• [Exercise objective]:
Rewrite the lines from the line with "of the churned" up to and including the line with "of the container", swapping "target" for "object" and keeping everything else the same. Give back only those lines.

--- START Supplied data ---

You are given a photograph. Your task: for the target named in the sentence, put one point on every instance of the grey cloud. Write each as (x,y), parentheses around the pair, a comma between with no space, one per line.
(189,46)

--- END Supplied data ---
--- START Supplied data ---

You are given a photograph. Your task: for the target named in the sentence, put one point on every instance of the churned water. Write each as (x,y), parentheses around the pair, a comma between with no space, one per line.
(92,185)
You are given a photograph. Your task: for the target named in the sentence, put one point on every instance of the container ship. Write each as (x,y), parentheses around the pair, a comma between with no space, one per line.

--- END Supplied data ---

• [Written solution]:
You are given a photograph. Your task: for the object named in the sentence, put one point on every instance of the churned water. Write each as (x,y), parentheses around the pair, a comma between with no space, one per line.
(92,185)
You are given a photograph. Your task: for the object named in the sentence, put one point on every instance of the container ship. Write each as (x,y), parentheses around the pair, a comma between with no space, one per line.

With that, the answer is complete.